[[ Selected extract open ]]

# Monitor keeps turning off and on...



## John1289

So here's the deal. About a week ago my pc's monitor started to randomly turn on and off on it's own. I then swapped the monitor with another one. The problem still persisted. Later that night (last night) I bought a new video card. The problem is still persisting. Now to make problems worse, sometimes after windows is done loading, the screen will turn off and then just eventually shut the computer off. Also, everything freezes sometimes as well and then I have to restart the computer, but then it sometimes doesn't even load up windows and the monitor just stays in like a stand-by mode. Thanks if anyone could help me out.


----------



## dustyjay

is it the monitor shutting off or losing signal? In other words, does the power lite on themonitor go out? It actually sounds like either a software problem (Windows) or a power supply problem.


----------



## John1289

The computer goes on and then the monitor turns on and then a few seconds or minutes later it goes from the green light to the orange light. It's like the monitor says "Power Save"


----------



## fleamailman

What are your specs and have you checked the temp in the BIOS


----------



## fleamailman

Hi, could we see your specs then, write them out one by one or just use this little free program, scan, and copy the log back to here.

sysspecs
http://www.alexnolan.net/software/sysspec.htm


----------



## John1289

Yeah, ill post them as soon as the computer lets me on.


----------



## fleamailman

How much time do you have about before things blanc out


----------



## fleamailman

Just to recap, 
it isn't the monitor because you've swopped it,
it isn't the garphics card you're swopped it,
have looked in the devmgmt.msc about drivers
have checked the BIOS for heat problems
have cleaned the comp of dest
have no visible signs of malware


----------



## John1289

Hey, finally it let me on. Well it varies about when the screen goes out. Sometimes it goes right away, sometimes during the Windows xp loading screen and then just randomly while on the computer. Here are the specs. http://img.photobucket.com/albums/v147/john1289/specs.jpg And here's the second half of the specs. http://img.photobucket.com/albums/v147/john1289/specs2.jpg


----------



## fleamailman

Thanks what does the cpu read like, does the comp feel slow or overworked.

[[ Selected extract closed ]]
[[ Dataset excerpts open ]]

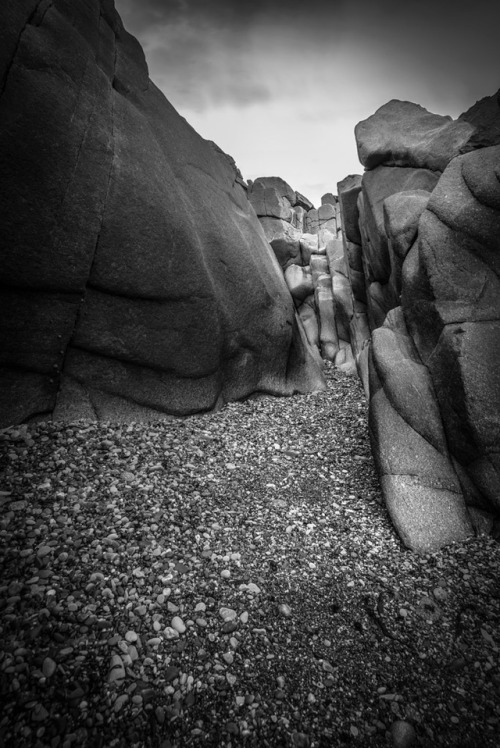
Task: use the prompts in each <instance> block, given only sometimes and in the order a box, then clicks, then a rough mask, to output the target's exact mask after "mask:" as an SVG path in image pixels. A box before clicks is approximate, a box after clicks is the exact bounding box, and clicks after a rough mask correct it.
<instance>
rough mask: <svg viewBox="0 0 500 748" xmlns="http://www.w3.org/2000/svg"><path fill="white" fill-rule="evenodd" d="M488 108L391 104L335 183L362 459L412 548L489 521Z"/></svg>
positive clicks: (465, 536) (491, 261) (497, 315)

[[ Dataset excerpts closed ]]
[[ Dataset excerpts open ]]

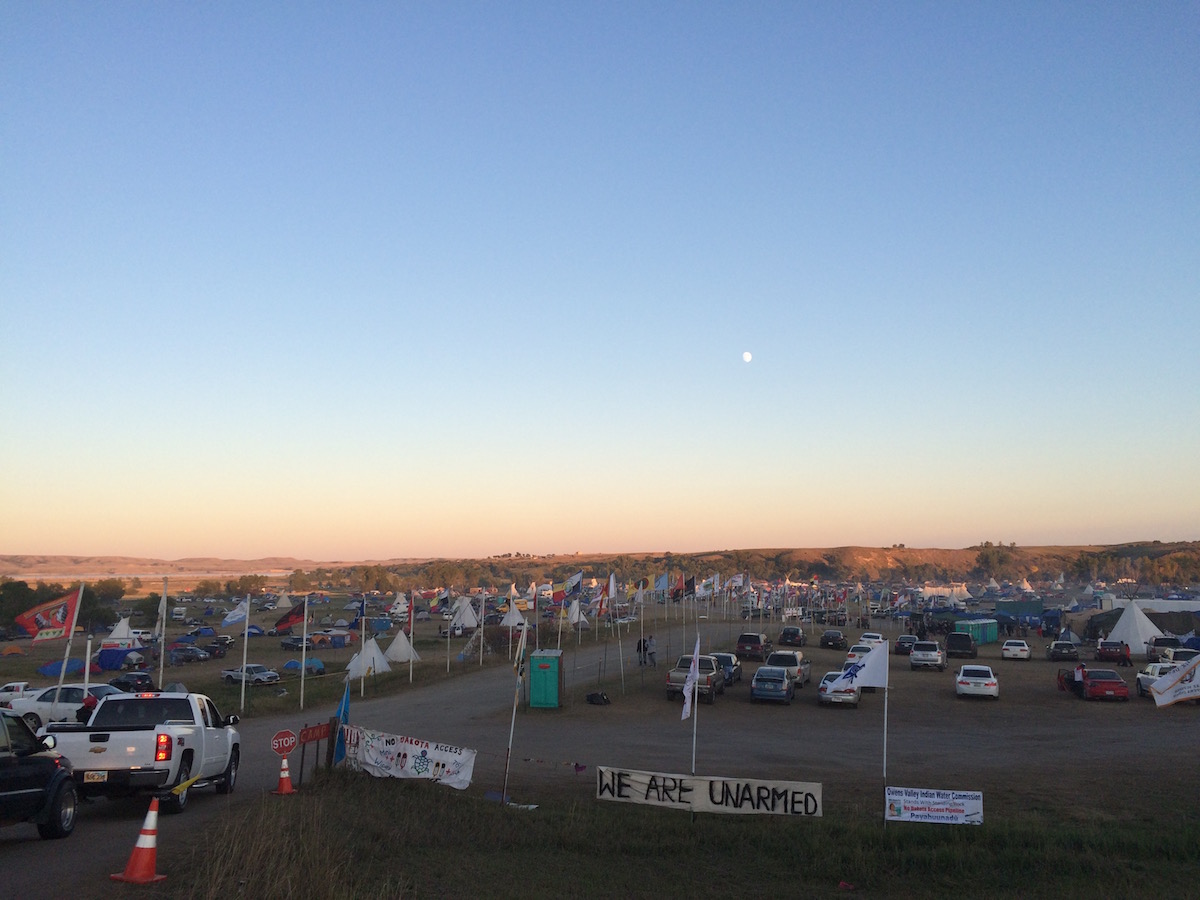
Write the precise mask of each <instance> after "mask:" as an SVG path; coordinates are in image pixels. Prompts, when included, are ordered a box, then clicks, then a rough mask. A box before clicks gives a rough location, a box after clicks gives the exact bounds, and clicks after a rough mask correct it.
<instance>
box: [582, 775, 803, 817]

[[ Dataset excerpts closed ]]
[[ Dataset excerpts open ]]

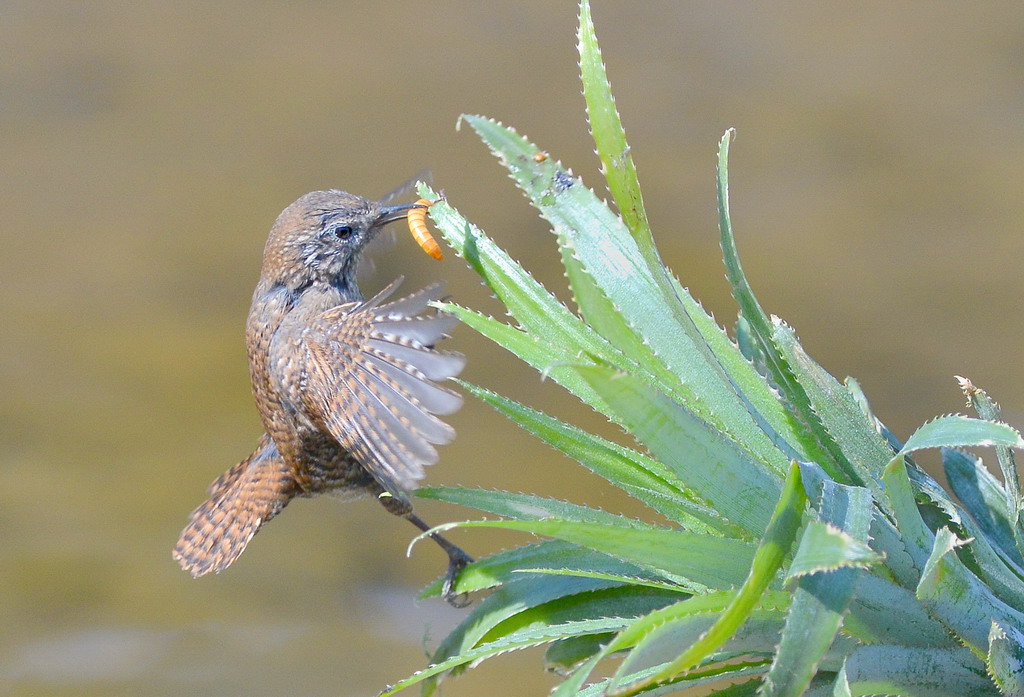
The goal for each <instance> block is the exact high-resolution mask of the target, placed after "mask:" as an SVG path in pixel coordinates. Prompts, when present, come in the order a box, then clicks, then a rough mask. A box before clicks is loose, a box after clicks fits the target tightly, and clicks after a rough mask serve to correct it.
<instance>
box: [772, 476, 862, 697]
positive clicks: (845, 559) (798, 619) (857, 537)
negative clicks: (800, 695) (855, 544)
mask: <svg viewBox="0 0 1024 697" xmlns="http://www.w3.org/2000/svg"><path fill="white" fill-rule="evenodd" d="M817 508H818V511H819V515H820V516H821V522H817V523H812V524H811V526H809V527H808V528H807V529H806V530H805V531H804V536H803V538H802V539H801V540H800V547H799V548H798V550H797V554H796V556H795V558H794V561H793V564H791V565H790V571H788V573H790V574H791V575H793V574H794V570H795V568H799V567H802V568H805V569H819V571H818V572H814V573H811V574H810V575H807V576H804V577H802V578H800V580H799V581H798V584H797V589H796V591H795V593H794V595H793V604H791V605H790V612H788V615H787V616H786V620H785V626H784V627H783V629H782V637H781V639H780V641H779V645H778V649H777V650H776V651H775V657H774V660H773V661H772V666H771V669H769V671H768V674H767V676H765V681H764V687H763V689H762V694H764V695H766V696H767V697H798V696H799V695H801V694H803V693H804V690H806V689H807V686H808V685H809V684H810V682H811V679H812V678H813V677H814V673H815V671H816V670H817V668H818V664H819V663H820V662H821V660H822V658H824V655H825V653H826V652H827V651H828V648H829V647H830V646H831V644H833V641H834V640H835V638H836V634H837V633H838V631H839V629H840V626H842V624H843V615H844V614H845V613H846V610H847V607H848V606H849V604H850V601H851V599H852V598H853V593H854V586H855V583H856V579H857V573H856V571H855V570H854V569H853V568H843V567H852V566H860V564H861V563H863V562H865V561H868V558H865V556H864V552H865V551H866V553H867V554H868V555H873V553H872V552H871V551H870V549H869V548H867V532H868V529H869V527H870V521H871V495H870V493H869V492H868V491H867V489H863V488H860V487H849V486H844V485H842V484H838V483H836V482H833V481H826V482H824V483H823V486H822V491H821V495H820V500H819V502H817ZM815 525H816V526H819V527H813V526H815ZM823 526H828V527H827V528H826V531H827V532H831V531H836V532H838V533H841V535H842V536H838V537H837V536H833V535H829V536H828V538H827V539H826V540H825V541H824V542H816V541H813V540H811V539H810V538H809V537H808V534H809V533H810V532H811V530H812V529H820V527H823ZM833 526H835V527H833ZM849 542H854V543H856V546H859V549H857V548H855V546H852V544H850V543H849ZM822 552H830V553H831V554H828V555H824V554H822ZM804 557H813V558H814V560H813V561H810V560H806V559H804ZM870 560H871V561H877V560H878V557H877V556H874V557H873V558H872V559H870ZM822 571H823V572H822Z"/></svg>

[[ Dataset excerpts closed ]]

Problem details: Please copy the forum thread about the monitor that keeps turning off word for word, from "So here's the" to "power supply problem.".

Answer to this exercise:
So here's the deal. About a week ago my pc's monitor started to randomly turn on and off on it's own. I then swapped the monitor with another one. The problem still persisted. Later that night (last night) I bought a new video card. The problem is still persisting. Now to make problems worse, sometimes after windows is done loading, the screen will turn off and then just eventually shut the computer off. Also, everything freezes sometimes as well and then I have to restart the computer, but then it sometimes doesn't even load up windows and the monitor just stays in like a stand-by mode. Thanks if anyone could help me out.


----------



## dustyjay

is it the monitor shutting off or losing signal? In other words, does the power lite on themonitor go out? It actually sounds like either a software problem (Windows) or a power supply problem.